** Opening Excerpt provided block **

• Written by News Company

Sydney has long been Australia’s most populous city, but growth figures from this decade show that Melbourne could be about to catch up. In fact, Melbourne’s population could surpass Sydney’s by as early as 2031.

In 2001, Sydney had 602,000 more residents than Melbourne. The gap has since been narrowed – as of 2018, Sydney has only 281,000 more residents than its rival city. And whilst Sydney’s population is surging by 100,000 per year, Melbourne’s is exploding at a rate of 125,000 per year.

What’s driving this population boom? Whilst immigration is a contributing factor, many of Melbourne’s new residents are relocating from other Australian cities including Sydney. The biggest pull factor is the lower cost of living, particularly the cheaper cost of home ownership. Whilst property prices in Sydney continue to soar, housing is still affordable on the outskirts of Melbourne where land is relatively cheap. In fact, it’s possible to find houses on the urban fringe of Melbourne that are half the value of those of a similar size and location in Sydney.

** Closing Excerpt provided block **

== Task requirements ==
Copy the passage from "What’s driving this" to "location in Sydney." in the piece on Melbourne's and Sydney's populations word for word.

** Opening Records block **

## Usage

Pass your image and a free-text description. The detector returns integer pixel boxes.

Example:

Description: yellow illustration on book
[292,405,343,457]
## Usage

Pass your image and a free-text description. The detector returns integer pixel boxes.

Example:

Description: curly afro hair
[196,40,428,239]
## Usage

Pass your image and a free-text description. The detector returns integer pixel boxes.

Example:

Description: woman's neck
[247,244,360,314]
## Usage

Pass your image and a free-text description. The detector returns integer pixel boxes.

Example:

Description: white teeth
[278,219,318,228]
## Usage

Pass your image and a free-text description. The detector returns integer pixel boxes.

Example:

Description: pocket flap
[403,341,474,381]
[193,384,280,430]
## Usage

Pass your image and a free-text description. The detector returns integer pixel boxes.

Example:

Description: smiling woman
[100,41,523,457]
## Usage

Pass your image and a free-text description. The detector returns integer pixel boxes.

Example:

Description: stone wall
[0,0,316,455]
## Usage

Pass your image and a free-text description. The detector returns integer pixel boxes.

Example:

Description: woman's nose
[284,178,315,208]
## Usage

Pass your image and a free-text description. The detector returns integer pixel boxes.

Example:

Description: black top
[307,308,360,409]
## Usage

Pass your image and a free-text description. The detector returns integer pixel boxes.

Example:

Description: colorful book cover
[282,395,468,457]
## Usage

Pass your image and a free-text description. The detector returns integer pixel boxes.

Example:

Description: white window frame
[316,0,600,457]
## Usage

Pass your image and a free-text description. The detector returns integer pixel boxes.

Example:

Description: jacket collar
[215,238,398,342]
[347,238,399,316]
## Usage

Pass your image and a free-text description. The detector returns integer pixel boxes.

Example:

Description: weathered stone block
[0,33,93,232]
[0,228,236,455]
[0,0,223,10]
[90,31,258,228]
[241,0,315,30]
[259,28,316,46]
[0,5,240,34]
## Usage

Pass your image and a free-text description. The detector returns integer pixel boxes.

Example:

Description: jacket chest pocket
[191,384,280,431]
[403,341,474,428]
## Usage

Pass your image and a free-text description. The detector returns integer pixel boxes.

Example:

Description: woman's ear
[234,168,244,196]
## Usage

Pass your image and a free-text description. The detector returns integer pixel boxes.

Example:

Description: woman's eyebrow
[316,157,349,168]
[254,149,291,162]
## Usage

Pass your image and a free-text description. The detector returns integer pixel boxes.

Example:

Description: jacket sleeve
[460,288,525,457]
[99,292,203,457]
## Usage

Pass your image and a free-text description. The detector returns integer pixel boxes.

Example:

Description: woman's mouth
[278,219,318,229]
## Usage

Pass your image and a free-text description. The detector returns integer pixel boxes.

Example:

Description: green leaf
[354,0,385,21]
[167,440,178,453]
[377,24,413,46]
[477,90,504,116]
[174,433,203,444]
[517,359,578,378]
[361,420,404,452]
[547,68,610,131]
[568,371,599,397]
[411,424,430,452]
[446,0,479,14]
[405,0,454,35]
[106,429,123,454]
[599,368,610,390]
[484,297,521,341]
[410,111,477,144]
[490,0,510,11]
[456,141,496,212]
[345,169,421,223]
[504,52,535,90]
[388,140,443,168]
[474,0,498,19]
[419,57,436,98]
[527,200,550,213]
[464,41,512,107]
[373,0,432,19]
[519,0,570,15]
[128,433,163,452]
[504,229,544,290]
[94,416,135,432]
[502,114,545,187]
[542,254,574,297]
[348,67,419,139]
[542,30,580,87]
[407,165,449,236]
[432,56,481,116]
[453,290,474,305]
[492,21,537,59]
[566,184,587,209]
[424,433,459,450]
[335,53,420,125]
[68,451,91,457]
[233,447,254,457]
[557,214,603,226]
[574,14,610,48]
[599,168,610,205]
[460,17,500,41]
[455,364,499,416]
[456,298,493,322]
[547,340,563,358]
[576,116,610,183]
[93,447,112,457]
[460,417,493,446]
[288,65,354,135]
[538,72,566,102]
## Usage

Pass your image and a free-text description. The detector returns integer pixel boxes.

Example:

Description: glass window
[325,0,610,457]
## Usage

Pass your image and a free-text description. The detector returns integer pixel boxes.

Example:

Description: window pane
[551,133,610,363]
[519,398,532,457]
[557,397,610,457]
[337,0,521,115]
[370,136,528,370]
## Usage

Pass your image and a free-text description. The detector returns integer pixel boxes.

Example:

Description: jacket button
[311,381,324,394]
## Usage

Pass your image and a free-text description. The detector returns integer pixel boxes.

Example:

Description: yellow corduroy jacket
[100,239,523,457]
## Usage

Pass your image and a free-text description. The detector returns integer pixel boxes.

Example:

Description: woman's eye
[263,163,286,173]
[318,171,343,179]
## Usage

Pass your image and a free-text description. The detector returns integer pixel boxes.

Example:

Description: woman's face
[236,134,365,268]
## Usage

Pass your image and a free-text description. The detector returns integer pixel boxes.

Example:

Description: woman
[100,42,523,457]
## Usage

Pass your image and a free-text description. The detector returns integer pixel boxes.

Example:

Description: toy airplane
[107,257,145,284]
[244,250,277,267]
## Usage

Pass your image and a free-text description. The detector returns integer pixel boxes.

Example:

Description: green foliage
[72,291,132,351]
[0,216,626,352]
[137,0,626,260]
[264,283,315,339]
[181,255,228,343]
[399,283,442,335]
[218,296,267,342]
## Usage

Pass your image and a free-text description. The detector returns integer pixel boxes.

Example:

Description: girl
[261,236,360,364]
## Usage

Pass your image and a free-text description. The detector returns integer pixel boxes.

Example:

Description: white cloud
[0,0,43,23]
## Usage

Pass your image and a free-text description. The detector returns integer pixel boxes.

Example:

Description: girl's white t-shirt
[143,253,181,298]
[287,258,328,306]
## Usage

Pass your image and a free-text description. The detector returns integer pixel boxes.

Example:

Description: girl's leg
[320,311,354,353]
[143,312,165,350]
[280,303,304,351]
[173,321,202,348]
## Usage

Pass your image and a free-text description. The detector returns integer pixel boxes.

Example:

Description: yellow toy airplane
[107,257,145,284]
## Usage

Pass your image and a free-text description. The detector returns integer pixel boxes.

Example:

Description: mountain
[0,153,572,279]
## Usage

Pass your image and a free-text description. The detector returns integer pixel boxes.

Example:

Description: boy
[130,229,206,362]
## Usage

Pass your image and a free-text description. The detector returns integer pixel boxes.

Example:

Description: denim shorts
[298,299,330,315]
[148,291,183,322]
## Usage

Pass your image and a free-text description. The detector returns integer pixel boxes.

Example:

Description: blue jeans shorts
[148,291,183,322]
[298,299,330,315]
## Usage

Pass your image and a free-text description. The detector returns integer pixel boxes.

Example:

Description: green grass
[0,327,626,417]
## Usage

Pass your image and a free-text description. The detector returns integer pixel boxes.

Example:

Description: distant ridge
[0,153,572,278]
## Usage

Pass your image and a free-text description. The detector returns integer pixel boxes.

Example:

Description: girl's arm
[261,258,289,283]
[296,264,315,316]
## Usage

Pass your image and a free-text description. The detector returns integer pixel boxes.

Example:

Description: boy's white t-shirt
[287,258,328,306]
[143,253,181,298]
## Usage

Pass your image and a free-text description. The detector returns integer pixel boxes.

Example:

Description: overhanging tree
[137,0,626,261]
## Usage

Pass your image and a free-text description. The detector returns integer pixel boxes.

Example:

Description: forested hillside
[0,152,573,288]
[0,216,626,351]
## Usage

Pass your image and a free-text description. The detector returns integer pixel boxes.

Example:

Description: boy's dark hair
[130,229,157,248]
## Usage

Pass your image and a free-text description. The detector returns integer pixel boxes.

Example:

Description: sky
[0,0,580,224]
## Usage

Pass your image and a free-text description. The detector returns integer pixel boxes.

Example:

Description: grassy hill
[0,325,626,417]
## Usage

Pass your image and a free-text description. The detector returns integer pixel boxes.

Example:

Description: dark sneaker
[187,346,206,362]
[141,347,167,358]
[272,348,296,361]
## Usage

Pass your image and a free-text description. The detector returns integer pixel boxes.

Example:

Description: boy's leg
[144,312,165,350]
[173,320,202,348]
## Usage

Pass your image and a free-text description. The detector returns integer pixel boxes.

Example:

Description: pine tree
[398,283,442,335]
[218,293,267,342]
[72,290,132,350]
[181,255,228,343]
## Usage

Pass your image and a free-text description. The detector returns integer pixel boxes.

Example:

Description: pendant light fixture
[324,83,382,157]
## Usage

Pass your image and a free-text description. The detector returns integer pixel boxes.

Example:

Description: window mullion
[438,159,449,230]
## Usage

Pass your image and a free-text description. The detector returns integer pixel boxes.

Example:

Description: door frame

** Closing Records block **

== Task response ==
What’s driving this population boom? Whilst immigration is a contributing factor, many of Melbourne’s new residents are relocating from other Australian cities including Sydney. The biggest pull factor is the lower cost of living, particularly the cheaper cost of home ownership. Whilst property prices in Sydney continue to soar, housing is still affordable on the outskirts of Melbourne where land is relatively cheap. In fact, it’s possible to find houses on the urban fringe of Melbourne that are half the value of those of a similar size and location in Sydney.